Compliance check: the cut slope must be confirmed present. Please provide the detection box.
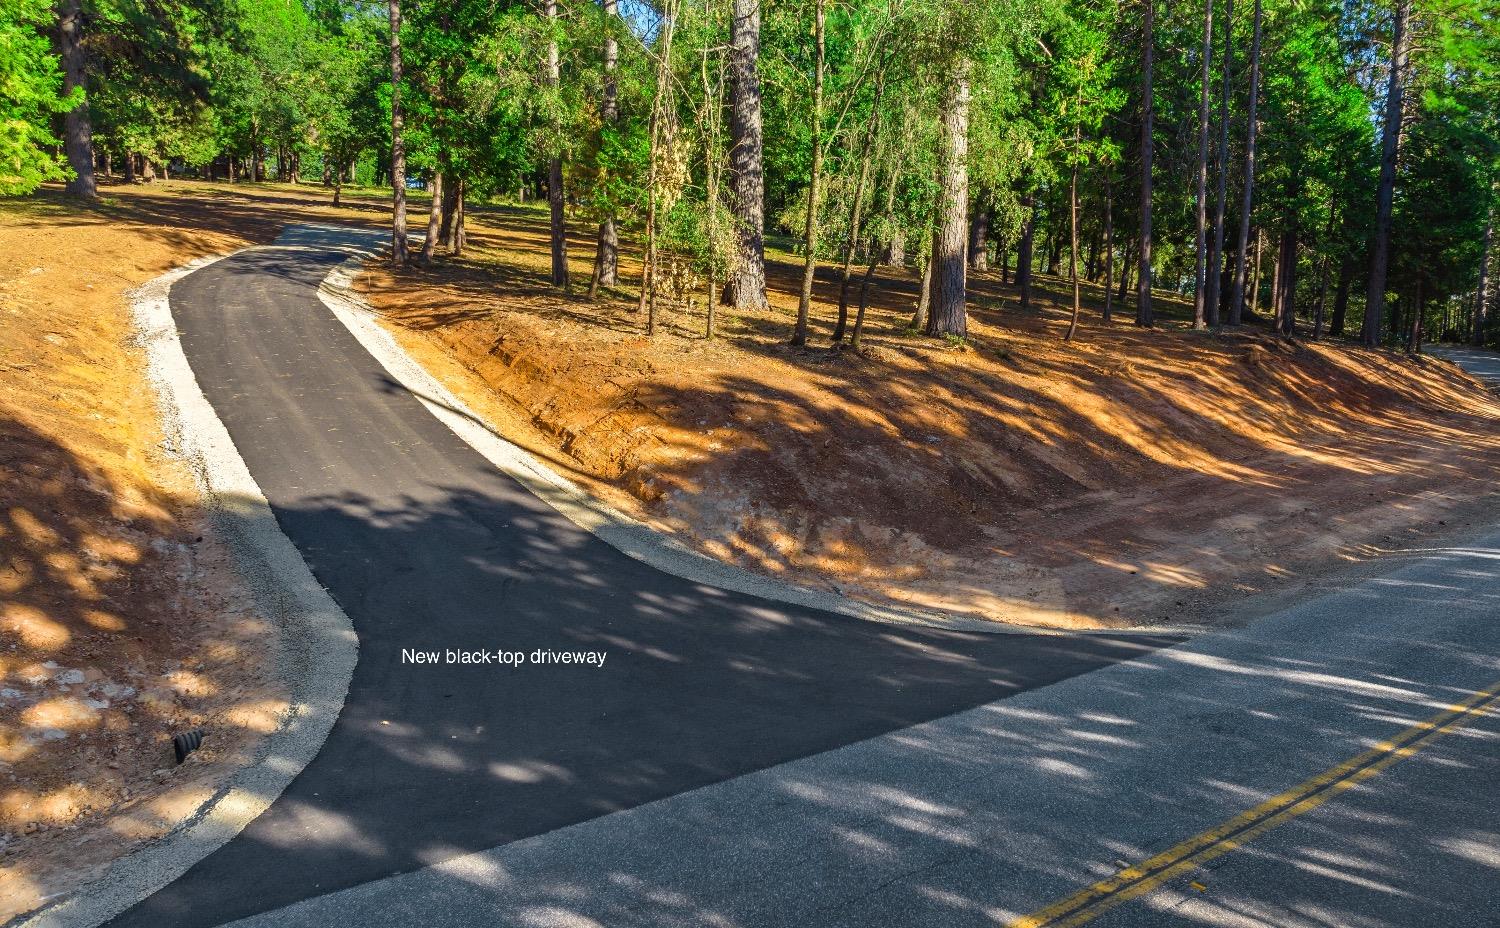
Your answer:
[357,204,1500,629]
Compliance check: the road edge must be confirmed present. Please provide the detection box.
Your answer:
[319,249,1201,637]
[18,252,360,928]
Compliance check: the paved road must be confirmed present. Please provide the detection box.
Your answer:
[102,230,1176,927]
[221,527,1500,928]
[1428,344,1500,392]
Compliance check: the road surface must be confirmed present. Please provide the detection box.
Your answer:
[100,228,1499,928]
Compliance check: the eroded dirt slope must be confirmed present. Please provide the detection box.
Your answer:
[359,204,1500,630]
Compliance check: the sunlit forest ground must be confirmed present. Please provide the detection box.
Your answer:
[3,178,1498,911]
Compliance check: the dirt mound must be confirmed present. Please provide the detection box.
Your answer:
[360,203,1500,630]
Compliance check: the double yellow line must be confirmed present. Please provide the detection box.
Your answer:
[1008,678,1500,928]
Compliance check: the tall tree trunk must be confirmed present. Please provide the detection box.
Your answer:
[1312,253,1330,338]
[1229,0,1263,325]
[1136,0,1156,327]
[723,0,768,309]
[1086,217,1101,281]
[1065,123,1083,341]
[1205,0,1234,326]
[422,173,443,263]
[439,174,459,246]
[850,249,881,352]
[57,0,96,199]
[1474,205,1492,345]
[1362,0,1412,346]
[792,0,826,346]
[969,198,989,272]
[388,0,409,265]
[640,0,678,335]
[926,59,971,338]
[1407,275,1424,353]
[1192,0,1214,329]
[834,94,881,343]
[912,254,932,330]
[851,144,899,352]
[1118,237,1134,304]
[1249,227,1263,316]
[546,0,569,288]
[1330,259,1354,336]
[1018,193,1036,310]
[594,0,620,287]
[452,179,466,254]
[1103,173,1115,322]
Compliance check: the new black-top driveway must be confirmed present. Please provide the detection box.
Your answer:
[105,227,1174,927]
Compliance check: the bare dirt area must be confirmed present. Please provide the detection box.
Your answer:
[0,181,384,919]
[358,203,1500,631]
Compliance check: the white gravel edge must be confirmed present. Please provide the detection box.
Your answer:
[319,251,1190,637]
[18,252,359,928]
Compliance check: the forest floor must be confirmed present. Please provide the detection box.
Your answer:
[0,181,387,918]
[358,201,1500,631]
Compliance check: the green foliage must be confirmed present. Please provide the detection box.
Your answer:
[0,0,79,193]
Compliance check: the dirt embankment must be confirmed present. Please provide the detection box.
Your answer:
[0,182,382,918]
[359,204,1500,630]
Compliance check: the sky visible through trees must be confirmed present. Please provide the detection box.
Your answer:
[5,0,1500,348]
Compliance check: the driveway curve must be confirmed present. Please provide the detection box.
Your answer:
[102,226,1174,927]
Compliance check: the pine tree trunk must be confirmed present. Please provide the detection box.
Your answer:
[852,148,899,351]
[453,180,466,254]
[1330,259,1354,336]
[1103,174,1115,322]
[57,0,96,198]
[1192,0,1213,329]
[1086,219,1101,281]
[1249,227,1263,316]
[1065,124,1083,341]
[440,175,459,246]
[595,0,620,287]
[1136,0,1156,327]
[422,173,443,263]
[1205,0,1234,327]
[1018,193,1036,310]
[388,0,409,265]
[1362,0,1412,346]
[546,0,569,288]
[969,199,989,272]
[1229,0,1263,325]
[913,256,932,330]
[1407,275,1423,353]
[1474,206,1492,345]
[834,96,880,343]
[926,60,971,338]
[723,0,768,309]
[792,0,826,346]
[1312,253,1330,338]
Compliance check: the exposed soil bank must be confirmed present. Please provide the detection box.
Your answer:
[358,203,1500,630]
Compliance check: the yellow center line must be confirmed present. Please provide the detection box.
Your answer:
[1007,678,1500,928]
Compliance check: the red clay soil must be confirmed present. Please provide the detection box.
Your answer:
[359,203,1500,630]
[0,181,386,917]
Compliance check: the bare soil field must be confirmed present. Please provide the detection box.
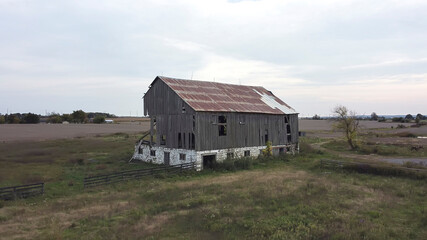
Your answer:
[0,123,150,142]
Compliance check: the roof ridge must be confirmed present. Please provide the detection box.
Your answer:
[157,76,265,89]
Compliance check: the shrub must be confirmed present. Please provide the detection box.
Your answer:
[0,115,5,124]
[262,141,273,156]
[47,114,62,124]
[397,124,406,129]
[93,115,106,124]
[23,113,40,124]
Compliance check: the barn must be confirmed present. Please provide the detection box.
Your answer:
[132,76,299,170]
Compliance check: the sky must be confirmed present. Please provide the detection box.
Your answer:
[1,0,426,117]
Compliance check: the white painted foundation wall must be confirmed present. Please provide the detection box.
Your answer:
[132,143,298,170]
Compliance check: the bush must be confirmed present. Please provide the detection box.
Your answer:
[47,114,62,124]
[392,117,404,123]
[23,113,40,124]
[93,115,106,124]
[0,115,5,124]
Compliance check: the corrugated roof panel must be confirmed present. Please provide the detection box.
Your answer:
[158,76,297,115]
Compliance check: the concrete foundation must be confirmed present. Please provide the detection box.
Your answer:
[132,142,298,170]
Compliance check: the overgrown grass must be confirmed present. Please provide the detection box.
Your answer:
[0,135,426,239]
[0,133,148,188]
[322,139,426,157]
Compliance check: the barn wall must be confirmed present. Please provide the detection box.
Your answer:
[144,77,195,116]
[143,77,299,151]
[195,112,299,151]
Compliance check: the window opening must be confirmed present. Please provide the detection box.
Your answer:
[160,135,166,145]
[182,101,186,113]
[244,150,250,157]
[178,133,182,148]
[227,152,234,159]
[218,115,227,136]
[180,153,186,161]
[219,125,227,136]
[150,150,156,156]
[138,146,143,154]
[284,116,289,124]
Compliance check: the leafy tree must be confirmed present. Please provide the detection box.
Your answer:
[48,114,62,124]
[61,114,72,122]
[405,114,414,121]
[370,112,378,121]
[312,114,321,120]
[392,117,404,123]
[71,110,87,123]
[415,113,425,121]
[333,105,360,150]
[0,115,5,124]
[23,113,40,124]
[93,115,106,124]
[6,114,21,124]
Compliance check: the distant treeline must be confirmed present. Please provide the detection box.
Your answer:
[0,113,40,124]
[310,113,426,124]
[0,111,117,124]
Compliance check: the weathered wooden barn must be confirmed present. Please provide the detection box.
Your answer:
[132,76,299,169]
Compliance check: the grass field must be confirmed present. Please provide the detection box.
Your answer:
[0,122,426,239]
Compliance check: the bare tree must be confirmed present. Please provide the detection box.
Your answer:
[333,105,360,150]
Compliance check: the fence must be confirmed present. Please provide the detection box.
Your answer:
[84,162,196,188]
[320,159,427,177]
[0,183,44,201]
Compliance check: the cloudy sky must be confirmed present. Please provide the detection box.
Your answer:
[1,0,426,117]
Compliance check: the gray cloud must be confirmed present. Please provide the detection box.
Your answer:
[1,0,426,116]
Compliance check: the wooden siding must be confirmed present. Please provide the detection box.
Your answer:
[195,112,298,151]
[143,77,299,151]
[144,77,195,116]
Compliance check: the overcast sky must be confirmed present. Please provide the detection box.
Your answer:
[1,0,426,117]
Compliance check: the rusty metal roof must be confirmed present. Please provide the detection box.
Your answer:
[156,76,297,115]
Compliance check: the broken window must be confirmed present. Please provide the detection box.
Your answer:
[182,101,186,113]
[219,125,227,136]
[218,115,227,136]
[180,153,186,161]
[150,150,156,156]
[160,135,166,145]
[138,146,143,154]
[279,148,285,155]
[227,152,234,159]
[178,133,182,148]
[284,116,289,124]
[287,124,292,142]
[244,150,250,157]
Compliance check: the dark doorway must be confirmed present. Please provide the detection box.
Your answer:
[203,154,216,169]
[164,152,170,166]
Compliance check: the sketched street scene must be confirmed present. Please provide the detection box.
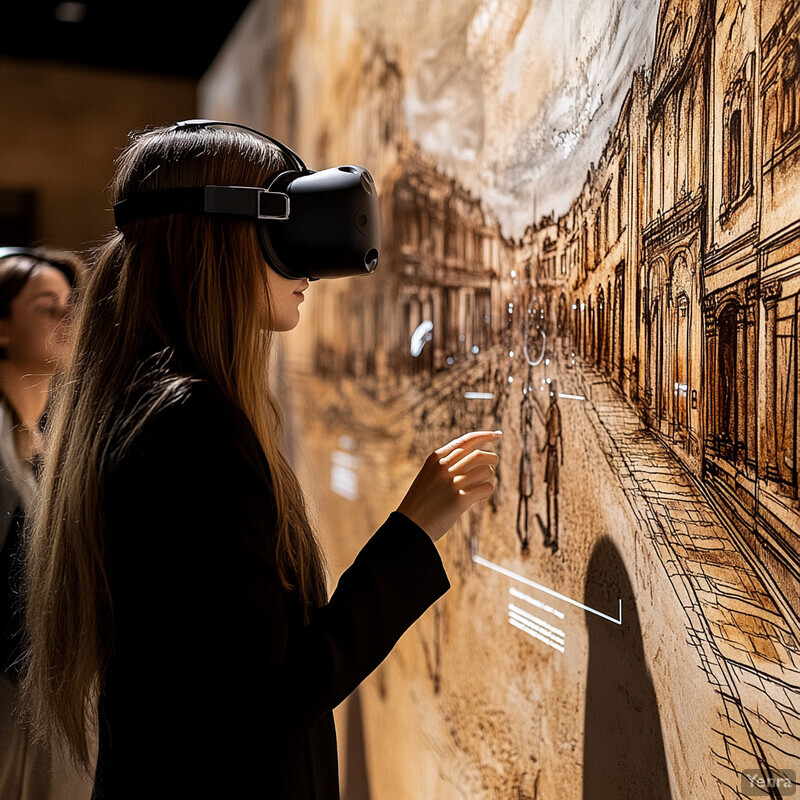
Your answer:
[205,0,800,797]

What is required >>
Print exactly the lines from the first line of the records above through the line containing "Compliance check: the road surface", both included, and leave the pictures out.

Worked solution >>
Compliance check: the cut slope must be confirmed present. Please provide the detection box.
Your answer:
[357,204,1500,629]
Compliance check: the road edge must be confirmed present. Please provide the detection box.
Your answer:
[319,249,1201,637]
[18,252,360,928]
Compliance check: the paved road must be confirmed present. Please provide the detection box.
Your answer:
[102,230,1176,927]
[221,527,1500,928]
[1428,344,1500,392]
Compliance check: the road surface must be confirmed present. Please provide the detection box.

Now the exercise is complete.